# The task:
Count the lines in the records below that contain the string "window", with case counting, and reply with the number alone.

# Records provided:
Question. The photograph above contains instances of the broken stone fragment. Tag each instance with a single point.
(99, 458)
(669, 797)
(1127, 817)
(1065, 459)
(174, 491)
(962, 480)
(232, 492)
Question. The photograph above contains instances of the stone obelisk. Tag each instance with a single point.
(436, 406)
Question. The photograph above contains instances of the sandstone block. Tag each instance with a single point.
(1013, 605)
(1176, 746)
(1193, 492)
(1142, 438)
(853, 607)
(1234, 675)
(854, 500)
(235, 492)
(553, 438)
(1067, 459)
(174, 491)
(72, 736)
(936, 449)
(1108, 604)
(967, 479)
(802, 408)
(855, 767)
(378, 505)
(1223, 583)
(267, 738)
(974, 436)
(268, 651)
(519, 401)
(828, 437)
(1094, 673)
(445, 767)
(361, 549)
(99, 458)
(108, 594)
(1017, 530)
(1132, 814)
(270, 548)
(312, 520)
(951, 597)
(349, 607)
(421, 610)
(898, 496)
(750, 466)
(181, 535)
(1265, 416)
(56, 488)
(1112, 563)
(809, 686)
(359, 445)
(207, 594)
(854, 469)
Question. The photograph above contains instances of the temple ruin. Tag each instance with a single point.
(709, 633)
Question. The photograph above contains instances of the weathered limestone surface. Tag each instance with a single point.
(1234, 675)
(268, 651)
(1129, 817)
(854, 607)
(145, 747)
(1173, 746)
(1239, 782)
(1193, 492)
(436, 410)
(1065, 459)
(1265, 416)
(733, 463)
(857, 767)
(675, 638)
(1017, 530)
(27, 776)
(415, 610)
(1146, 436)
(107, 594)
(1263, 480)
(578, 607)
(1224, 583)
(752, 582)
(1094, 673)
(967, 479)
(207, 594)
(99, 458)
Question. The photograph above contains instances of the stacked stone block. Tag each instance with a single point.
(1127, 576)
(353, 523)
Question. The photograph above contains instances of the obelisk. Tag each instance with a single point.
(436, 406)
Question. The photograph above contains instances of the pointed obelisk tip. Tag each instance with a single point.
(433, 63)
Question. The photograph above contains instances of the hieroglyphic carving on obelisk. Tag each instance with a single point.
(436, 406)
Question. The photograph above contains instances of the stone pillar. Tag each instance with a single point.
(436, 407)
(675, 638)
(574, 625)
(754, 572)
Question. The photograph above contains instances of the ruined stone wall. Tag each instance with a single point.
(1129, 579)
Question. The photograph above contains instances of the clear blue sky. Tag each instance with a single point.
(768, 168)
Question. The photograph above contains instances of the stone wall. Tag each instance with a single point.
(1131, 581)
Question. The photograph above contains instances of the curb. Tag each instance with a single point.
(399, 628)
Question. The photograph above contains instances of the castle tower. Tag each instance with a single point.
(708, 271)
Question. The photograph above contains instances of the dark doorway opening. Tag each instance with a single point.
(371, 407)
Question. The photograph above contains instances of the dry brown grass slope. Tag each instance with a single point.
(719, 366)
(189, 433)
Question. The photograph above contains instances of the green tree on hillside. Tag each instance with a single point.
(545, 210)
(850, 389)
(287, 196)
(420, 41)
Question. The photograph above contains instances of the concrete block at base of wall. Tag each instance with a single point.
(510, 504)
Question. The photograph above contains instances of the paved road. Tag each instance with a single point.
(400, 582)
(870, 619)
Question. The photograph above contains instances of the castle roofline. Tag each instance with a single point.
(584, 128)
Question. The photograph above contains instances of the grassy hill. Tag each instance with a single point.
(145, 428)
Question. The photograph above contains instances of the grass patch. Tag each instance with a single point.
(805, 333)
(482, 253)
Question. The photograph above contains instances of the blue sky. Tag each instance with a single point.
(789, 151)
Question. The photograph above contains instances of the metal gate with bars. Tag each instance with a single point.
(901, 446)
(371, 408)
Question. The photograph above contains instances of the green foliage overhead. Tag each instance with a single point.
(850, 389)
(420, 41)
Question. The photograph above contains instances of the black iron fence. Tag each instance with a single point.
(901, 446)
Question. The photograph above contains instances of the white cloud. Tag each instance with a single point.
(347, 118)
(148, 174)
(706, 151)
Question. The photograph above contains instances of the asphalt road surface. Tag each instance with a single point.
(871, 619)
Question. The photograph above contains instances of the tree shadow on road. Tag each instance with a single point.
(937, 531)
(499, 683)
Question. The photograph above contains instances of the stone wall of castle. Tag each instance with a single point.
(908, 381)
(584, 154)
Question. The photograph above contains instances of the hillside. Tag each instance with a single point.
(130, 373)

...

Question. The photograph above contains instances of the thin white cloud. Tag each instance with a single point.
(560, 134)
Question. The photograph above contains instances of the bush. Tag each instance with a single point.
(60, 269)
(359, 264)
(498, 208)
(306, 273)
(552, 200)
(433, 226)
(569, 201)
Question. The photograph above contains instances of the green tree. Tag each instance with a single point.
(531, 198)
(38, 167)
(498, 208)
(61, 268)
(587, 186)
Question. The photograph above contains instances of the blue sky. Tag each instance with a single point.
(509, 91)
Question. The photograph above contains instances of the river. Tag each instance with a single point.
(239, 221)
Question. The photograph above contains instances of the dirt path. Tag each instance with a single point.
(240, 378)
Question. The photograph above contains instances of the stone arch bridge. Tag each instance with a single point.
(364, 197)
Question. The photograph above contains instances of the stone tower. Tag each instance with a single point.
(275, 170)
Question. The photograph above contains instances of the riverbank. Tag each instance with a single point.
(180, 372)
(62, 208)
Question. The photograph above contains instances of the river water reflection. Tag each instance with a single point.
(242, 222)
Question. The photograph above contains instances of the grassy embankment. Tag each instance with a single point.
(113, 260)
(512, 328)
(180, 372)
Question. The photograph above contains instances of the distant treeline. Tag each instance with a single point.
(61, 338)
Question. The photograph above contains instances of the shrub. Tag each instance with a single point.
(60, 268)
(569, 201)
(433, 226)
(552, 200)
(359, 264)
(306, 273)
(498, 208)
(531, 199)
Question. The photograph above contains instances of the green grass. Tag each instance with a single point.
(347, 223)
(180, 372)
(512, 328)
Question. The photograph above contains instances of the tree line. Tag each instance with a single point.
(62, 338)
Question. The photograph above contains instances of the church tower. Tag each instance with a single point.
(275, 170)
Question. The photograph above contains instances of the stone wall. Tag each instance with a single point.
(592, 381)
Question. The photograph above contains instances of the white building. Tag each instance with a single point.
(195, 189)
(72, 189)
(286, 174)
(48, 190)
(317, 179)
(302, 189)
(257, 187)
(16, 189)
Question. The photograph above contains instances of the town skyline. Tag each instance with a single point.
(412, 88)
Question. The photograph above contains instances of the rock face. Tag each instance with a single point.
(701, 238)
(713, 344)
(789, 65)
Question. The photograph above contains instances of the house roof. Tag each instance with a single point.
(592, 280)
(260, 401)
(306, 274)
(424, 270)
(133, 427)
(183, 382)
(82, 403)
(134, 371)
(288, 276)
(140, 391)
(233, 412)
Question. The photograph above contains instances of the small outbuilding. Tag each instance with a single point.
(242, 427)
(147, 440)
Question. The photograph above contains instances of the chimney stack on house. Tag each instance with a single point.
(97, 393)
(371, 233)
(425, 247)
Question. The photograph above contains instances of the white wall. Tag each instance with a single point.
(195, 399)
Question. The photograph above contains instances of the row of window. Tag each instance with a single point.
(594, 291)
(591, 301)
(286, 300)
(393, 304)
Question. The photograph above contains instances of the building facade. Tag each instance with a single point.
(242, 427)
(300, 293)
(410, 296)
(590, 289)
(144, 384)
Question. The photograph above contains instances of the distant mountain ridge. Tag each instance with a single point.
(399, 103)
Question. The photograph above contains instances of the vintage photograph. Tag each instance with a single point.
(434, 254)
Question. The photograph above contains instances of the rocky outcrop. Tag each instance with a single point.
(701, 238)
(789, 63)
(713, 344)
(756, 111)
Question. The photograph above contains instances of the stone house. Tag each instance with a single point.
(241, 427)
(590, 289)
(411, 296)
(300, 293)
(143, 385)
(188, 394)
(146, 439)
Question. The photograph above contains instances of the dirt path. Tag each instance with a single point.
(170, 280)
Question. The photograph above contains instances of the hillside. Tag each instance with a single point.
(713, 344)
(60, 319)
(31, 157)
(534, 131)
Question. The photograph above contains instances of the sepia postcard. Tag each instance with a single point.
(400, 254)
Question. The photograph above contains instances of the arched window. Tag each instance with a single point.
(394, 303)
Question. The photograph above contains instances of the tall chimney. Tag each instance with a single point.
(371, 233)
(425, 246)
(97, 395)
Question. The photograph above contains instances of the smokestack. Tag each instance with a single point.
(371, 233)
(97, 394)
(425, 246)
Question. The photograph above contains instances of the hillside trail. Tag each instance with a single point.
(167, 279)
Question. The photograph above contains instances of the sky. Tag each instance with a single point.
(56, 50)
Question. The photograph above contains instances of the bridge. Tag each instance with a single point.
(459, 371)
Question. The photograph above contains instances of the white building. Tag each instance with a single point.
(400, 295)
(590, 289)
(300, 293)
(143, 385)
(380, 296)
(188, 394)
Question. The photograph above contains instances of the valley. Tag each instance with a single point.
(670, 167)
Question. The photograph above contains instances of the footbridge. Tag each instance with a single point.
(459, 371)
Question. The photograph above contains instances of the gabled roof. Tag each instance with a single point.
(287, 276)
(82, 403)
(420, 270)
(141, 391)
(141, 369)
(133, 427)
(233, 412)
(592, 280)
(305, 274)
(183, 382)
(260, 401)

# Task solution:
2